## What this task involves
Each line from the one that contains "In this picture, where can the clapping" through the end of the entries should be repeated exactly, with nothing added.

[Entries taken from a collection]
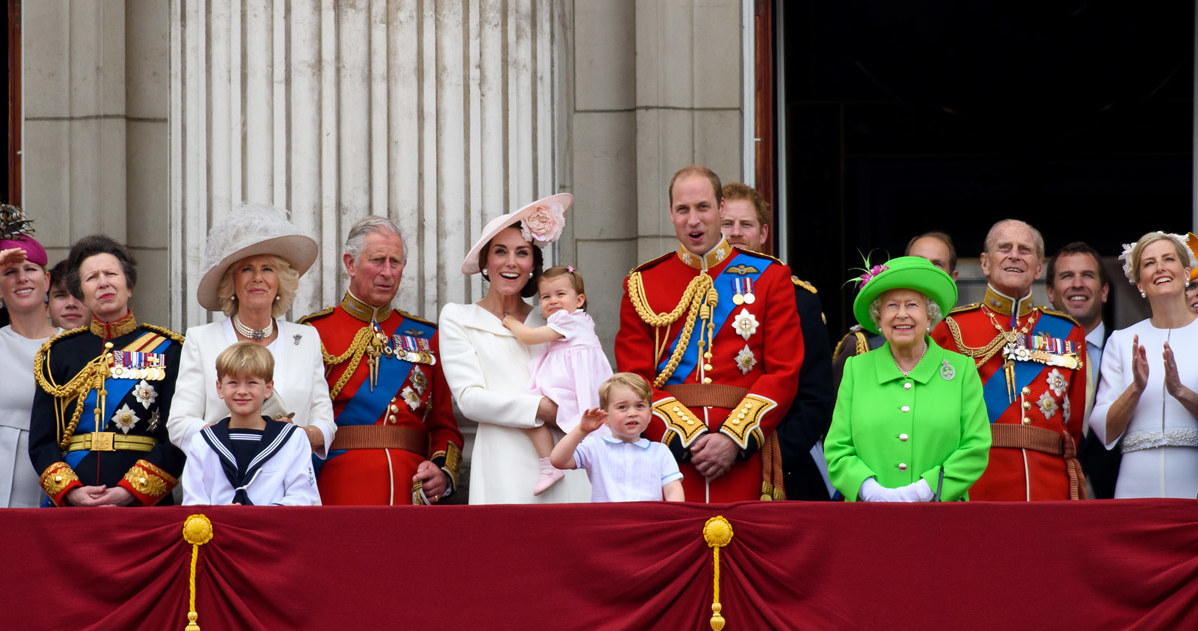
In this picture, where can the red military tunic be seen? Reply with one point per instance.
(387, 430)
(738, 370)
(1035, 402)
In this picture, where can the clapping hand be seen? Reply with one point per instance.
(593, 419)
(1139, 363)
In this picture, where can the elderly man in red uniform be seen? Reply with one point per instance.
(715, 331)
(1033, 363)
(397, 440)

## Completed task
In this picture, where can the clapping hand be seen? Reply with one point per instance.
(593, 419)
(1139, 363)
In this picture, where can the elderly man in red uniform be seen? Reply with one point per instance.
(715, 331)
(1033, 363)
(397, 440)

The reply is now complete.